What the task asks: Print everything from the line containing "Find the boat cabin" down to the line containing "[(203, 197), (439, 185), (305, 99), (444, 54)]", both included, exactly as it appears in the records.

Task data:
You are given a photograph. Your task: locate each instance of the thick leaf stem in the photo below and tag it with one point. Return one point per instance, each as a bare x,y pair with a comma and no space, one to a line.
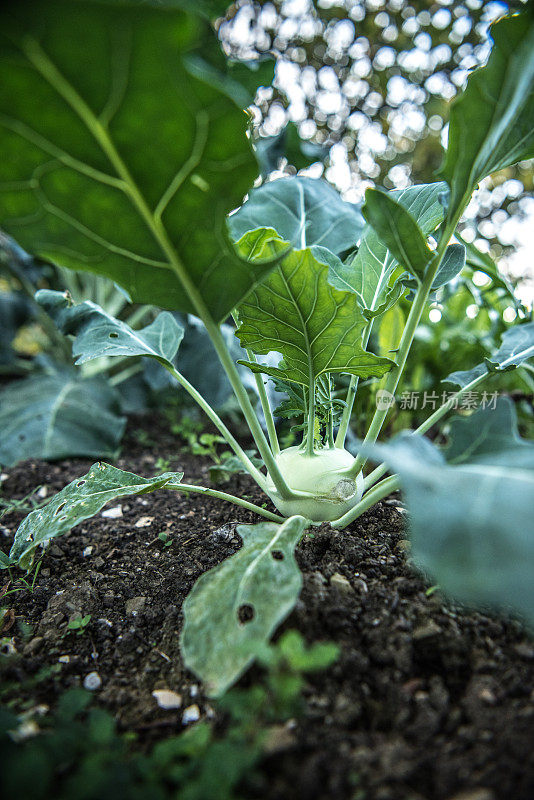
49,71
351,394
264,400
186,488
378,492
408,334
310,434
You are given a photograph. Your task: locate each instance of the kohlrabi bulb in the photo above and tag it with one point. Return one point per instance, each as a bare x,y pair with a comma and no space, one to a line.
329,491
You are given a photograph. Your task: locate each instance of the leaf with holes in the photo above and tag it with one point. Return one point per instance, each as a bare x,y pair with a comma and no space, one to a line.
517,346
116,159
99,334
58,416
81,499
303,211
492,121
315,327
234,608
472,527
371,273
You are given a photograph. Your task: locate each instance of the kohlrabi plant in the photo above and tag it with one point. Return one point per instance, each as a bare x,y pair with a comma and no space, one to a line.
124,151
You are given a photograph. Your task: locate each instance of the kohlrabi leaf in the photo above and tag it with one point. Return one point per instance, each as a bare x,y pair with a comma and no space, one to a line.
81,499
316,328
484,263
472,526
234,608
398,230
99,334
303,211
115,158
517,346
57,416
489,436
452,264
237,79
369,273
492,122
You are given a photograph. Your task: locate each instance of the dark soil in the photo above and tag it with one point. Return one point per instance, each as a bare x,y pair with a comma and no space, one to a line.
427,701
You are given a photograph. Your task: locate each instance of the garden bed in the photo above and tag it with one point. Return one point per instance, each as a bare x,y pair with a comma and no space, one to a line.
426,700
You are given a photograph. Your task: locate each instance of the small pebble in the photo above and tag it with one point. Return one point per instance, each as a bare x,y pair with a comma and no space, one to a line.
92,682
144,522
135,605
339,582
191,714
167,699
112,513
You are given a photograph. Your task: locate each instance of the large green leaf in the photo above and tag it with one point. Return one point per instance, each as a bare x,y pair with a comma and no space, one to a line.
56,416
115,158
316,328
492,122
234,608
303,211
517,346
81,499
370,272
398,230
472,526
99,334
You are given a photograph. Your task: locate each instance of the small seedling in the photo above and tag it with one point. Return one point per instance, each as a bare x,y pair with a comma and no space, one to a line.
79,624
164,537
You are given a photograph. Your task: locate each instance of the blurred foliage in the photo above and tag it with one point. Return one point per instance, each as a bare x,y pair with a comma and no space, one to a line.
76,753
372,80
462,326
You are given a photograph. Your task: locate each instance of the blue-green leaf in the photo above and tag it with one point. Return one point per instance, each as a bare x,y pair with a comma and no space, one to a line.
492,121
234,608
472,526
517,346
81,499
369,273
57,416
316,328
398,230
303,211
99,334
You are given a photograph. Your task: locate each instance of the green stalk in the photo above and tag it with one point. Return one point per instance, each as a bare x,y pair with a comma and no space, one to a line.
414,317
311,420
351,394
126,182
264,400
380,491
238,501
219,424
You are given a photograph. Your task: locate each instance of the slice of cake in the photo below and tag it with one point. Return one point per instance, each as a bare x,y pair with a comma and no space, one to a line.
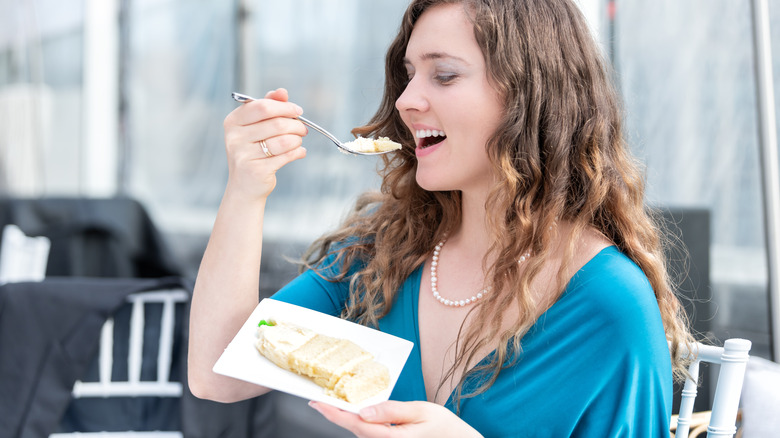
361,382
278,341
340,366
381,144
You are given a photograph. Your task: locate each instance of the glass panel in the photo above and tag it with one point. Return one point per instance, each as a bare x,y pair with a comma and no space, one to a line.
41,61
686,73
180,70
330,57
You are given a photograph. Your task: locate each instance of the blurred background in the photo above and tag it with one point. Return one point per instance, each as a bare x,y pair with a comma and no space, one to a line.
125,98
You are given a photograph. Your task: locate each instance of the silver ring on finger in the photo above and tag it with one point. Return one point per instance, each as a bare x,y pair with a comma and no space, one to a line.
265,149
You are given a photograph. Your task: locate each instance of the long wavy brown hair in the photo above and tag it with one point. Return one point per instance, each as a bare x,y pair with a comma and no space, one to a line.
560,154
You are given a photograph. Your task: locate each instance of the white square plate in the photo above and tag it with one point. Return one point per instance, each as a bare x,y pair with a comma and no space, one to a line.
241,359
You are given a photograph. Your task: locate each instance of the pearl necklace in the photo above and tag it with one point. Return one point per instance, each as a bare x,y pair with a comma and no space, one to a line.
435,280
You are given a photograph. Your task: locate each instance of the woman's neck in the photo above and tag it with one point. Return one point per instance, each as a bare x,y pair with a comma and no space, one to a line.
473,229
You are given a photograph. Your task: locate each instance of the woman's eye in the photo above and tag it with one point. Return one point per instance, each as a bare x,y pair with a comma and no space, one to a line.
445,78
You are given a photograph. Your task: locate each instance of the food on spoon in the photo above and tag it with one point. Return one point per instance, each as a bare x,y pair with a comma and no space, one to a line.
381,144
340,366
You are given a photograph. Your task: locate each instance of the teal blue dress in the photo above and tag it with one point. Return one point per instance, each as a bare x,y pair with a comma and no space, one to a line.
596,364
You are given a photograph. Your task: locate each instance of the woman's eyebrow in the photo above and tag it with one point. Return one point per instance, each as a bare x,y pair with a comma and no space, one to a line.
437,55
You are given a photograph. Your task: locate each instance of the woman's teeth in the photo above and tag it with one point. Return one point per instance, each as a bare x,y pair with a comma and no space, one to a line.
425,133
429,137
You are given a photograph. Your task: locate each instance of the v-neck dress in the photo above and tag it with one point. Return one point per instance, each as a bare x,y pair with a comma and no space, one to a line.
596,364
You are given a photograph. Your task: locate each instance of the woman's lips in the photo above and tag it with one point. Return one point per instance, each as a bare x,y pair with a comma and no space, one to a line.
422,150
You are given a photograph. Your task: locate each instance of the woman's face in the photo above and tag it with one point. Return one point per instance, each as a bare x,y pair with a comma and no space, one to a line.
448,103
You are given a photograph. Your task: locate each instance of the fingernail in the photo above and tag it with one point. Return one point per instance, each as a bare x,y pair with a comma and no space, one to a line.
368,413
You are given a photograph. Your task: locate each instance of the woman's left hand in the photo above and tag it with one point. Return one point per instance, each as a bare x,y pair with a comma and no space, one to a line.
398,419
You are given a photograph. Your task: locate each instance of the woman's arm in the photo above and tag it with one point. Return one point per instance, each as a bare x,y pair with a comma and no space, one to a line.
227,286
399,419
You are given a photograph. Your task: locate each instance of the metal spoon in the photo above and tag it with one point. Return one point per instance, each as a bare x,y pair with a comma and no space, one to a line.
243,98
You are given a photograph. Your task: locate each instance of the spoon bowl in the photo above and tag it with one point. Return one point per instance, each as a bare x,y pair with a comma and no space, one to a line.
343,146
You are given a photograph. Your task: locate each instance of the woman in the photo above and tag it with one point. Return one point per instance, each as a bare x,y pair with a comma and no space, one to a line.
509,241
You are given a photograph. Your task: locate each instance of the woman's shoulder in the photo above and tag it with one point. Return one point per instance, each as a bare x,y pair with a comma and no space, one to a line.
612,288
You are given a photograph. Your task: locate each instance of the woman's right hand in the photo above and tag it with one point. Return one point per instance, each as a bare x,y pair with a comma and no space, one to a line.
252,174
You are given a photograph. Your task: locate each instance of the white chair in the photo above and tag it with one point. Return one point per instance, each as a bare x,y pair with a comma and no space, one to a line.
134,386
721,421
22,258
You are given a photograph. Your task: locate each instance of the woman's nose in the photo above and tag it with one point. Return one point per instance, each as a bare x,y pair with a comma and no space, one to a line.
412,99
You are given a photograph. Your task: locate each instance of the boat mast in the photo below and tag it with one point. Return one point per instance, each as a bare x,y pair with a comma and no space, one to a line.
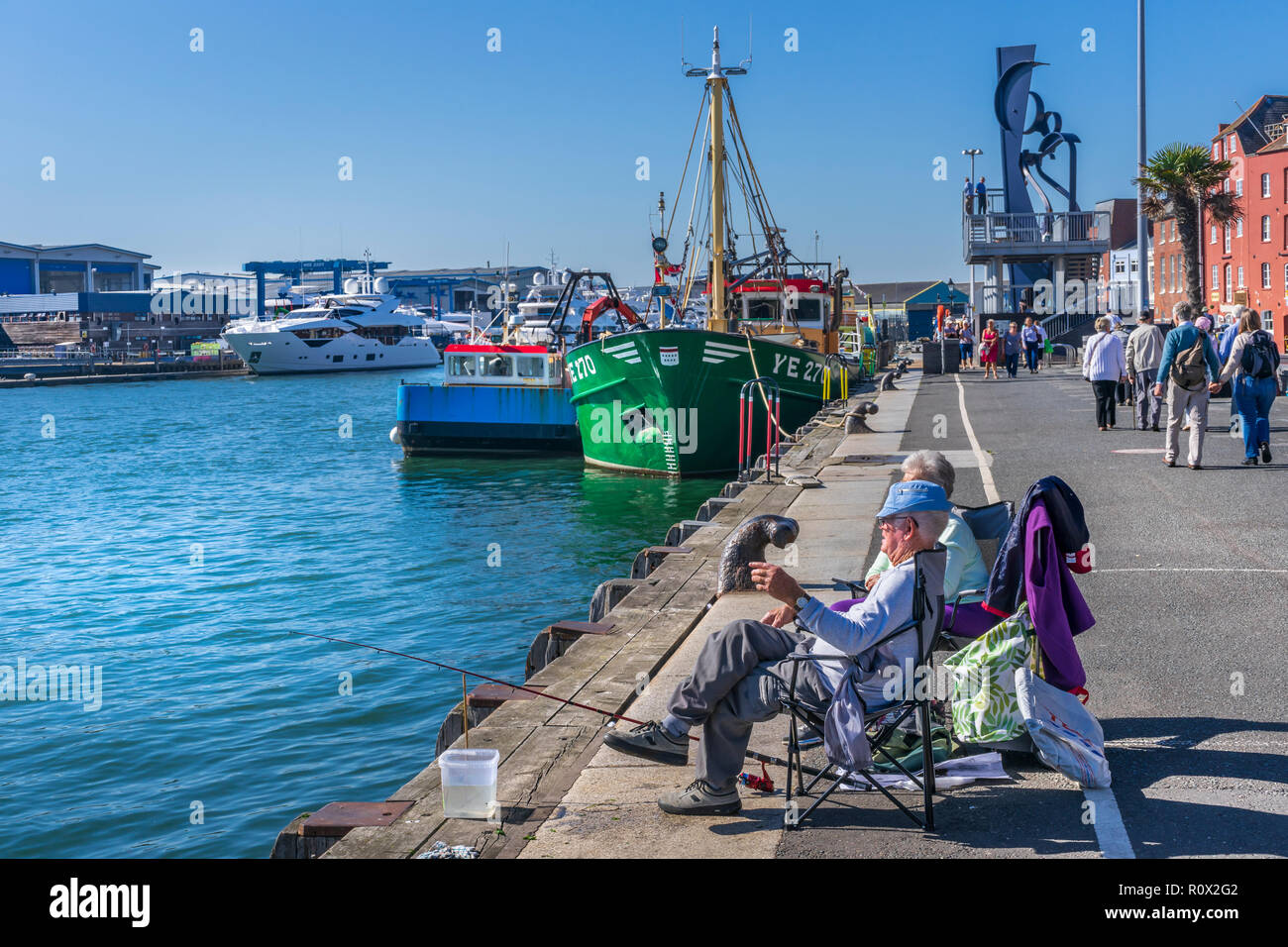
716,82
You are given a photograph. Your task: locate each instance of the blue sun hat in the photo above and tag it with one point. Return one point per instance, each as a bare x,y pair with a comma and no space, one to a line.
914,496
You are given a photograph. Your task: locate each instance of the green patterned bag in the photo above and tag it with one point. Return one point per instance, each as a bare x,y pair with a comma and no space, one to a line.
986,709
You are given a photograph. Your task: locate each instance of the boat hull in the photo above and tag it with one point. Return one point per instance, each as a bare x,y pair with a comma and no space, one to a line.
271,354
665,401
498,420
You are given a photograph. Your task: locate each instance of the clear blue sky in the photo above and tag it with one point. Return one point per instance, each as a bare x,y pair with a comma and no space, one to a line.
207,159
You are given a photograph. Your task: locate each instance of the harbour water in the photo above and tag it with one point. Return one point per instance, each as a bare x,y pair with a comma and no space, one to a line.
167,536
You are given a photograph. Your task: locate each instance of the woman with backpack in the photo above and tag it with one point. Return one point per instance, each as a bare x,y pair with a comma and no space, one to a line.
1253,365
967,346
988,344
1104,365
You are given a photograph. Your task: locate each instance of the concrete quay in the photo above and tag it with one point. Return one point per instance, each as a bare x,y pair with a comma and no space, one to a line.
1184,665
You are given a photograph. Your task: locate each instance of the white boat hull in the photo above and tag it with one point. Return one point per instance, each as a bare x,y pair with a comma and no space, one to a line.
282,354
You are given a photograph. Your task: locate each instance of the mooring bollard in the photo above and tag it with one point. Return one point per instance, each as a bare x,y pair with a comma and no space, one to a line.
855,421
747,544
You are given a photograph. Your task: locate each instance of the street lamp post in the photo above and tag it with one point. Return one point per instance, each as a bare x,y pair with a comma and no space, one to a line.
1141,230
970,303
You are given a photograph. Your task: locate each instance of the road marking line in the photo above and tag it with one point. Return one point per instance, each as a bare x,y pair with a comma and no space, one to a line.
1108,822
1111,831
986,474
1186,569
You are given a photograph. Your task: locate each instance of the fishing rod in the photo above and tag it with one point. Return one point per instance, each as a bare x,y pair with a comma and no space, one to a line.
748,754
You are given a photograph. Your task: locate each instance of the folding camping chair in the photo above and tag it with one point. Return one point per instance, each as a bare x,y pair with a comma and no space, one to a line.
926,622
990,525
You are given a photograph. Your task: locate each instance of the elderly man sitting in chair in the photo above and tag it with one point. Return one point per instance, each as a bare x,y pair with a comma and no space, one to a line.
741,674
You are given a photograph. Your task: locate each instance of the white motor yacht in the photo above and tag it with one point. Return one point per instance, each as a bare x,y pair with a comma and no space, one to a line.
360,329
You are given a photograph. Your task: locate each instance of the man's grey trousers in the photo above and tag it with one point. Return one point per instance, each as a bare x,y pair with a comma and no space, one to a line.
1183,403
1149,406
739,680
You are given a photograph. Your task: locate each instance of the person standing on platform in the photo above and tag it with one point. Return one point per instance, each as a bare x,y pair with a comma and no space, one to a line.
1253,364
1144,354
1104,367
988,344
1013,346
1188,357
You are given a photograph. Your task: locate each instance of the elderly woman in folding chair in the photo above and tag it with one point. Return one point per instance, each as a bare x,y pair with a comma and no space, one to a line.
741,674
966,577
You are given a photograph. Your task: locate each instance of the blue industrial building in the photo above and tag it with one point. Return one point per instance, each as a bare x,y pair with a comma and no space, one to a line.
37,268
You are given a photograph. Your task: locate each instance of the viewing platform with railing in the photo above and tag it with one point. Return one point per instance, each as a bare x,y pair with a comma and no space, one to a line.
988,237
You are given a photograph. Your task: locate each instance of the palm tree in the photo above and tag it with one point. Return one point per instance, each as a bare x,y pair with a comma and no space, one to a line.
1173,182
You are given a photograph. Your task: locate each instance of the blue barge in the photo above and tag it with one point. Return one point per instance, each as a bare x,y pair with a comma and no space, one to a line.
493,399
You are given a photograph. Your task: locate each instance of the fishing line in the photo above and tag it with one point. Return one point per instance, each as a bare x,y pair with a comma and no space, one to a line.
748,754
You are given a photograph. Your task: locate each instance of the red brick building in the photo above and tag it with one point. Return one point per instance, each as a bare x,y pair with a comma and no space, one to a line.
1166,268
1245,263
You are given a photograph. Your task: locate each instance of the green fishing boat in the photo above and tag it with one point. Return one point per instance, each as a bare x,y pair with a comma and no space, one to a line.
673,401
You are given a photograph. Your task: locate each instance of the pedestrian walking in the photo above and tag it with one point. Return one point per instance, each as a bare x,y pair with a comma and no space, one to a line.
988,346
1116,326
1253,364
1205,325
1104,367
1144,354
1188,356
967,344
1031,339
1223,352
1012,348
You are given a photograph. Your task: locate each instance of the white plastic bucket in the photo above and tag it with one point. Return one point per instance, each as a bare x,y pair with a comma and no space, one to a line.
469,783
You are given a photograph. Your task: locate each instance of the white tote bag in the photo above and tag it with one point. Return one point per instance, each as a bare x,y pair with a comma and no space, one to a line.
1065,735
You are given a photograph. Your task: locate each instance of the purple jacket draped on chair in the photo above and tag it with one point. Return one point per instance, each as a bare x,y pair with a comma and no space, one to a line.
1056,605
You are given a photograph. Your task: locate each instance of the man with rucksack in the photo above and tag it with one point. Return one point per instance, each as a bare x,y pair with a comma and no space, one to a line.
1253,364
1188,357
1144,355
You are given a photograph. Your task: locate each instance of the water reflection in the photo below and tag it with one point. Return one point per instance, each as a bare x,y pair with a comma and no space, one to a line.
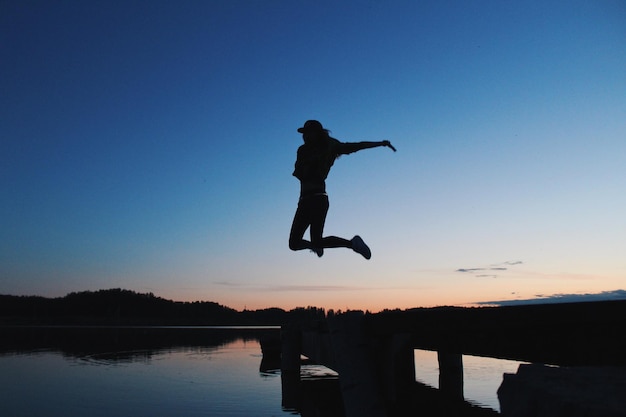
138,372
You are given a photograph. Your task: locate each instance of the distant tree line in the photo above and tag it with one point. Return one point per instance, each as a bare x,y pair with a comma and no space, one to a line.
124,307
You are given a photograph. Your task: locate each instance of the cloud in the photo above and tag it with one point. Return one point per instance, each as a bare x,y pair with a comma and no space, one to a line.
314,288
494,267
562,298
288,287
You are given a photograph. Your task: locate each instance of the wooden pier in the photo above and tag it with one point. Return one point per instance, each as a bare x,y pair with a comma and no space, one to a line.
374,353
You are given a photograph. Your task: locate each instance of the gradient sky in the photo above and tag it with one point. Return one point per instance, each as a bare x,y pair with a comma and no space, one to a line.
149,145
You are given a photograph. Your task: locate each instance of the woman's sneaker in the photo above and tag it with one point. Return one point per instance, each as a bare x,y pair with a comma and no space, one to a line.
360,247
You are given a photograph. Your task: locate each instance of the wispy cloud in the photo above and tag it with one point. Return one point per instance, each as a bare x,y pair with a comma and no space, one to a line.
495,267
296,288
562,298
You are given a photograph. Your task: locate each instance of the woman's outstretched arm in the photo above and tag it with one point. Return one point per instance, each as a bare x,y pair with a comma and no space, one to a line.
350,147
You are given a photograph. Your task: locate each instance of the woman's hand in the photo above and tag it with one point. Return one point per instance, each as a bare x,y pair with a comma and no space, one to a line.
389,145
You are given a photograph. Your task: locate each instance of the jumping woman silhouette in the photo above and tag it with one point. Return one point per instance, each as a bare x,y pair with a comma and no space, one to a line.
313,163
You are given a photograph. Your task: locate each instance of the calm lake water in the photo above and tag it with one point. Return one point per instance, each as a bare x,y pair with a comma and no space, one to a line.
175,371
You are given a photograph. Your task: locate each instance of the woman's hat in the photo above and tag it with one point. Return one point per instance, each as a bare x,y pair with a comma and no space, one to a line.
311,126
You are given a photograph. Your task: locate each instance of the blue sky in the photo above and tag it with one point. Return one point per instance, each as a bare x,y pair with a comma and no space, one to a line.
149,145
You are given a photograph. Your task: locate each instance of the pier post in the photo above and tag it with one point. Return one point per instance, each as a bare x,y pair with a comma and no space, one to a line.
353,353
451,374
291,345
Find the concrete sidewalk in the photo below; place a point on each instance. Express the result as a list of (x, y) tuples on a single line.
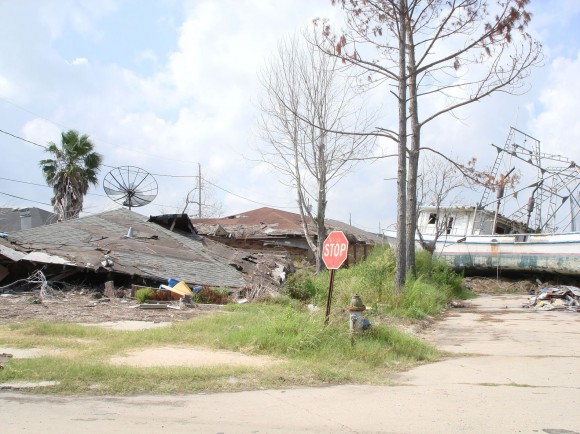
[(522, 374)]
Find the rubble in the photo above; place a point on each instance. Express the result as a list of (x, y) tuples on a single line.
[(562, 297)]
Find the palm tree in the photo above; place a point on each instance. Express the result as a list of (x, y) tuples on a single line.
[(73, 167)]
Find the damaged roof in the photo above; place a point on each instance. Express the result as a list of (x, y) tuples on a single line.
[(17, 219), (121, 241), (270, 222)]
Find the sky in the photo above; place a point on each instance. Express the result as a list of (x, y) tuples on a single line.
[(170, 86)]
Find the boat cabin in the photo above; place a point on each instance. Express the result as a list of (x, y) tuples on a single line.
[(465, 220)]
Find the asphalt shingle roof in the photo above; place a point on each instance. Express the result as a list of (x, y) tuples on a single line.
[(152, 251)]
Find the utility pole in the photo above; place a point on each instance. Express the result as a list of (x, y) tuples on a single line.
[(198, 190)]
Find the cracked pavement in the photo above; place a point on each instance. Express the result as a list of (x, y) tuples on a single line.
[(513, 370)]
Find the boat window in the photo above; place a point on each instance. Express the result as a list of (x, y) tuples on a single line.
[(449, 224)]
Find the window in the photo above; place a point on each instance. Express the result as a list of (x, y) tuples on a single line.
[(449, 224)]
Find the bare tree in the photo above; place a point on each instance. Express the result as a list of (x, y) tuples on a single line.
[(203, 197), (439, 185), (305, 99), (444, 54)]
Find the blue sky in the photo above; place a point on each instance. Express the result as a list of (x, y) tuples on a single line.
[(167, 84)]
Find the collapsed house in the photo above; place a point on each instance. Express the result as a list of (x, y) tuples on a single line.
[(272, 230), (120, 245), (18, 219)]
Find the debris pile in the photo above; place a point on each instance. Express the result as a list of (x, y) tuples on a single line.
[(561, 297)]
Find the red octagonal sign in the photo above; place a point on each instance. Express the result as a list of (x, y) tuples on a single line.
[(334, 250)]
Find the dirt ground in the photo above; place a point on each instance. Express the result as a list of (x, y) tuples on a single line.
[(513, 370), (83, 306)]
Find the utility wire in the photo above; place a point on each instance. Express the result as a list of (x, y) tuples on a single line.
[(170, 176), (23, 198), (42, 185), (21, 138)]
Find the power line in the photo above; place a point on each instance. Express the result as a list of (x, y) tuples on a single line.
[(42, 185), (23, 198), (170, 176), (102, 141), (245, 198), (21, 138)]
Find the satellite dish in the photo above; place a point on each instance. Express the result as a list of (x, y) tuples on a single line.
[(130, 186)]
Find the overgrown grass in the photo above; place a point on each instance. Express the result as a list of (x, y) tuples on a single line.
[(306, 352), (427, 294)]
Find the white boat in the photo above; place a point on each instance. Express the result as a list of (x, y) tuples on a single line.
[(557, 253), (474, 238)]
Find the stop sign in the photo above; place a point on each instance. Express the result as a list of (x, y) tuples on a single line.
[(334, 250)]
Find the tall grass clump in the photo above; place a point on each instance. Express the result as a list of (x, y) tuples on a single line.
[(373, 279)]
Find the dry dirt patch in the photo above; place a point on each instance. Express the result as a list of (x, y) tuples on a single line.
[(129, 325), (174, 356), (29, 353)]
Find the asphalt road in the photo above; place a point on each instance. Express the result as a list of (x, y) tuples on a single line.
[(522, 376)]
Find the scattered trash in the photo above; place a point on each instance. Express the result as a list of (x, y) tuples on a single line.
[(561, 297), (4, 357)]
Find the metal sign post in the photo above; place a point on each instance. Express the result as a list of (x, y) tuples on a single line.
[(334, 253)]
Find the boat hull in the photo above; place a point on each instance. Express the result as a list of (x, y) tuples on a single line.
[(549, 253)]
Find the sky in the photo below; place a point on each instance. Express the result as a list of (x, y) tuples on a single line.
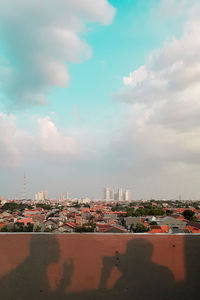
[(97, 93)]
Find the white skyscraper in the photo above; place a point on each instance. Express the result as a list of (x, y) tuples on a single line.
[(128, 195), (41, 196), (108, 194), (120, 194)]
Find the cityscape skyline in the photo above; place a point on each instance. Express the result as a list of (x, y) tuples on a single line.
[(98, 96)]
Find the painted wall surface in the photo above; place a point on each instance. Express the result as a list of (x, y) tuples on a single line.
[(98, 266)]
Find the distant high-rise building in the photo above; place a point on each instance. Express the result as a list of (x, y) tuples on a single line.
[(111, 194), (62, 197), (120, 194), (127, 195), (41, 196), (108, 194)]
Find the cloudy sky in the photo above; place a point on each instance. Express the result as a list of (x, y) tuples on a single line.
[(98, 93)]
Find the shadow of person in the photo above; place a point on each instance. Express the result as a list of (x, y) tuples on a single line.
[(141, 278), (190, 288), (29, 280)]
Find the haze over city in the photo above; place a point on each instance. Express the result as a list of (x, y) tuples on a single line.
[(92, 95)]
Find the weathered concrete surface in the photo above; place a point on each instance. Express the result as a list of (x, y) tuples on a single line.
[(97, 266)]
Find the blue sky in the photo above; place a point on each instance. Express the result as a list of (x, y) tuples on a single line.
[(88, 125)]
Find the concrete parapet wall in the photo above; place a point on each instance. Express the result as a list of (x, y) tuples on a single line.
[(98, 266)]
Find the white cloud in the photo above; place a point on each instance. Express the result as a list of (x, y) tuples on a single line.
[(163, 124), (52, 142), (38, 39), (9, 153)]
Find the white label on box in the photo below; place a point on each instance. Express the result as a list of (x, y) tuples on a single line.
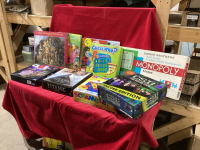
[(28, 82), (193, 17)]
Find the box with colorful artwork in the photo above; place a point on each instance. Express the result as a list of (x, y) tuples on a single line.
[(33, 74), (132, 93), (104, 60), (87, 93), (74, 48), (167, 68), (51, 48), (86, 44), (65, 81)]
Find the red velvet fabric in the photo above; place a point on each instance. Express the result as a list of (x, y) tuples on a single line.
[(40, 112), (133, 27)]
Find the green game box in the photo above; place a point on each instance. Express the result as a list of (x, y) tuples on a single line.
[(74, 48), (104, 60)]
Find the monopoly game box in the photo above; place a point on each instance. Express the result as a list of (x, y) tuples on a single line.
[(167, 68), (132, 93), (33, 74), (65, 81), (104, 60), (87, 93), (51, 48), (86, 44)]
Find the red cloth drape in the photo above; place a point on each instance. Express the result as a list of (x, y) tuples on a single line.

Final answer:
Find the boat cabin in the photo above; place a point on each instance. Express the result as a list of (x, y) tuples on a single line.
[(465, 220)]
Find the asphalt shingle roof in the photo above; place a point on each instance. Express the result as a list of (x, y) tuples on a single line.
[(152, 251)]
Find the utility pole in the photo above; place a point on each instance. Express the result as a list of (x, y) tuples on a single line.
[(198, 190)]
Find the cracked pavement in the photo above; place a point on each instance. Express the result as a list of (x, y) tuples on a single line.
[(513, 370)]
Find the boat window in the photo above; place a point on each instance. Express the result as a list of (x, y) tuples on a single line.
[(449, 224)]
Find the window in the photo above; place a point on each instance. Express the result as a list of (x, y) tuples on a single line.
[(449, 224)]
Find the bare tree in the photo above; place a point on each instance. Express the result as a list of (x, y) tuples on a single line.
[(203, 197), (439, 185), (305, 99), (444, 54)]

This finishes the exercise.